- _REQUIRED TASK_:
Reproduce the data below word for word, leaving the picture out of your copy.

- _DATA RECORDS_:
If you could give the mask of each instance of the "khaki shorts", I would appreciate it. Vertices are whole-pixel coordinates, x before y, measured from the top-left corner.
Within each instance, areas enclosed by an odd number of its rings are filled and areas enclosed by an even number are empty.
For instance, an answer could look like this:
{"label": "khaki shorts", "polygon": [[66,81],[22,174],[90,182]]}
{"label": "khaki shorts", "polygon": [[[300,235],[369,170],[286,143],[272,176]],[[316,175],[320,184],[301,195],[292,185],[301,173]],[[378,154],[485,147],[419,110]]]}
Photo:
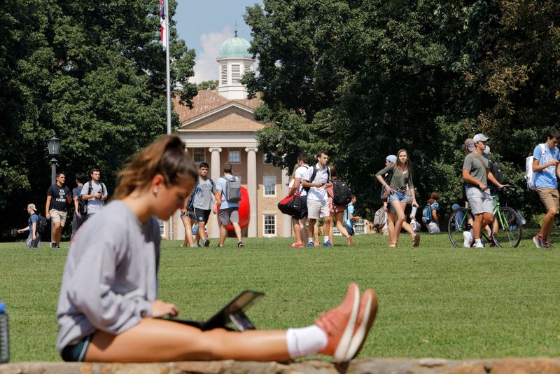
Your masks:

- _RESPONSE TO THIS EXERCISE_:
If you could give the mask of each instance of the "khaki shorts", I would appreciate it. Vertices are whole-pixel coordinates, x before y, measured from the top-left corner.
Within each instance, areas enclosed by an odd number of its rings are filled and areas enclosed by an even number are empty.
For instance, an answer could look like this:
{"label": "khaki shorts", "polygon": [[66,81],[22,174],[90,182]]}
{"label": "khaki shorts", "polygon": [[[300,235],[369,170],[286,143],[272,176]],[[316,175],[320,184],[301,195],[292,185],[301,173]],[[378,154],[485,147],[419,110]]]}
Photo:
Your masks:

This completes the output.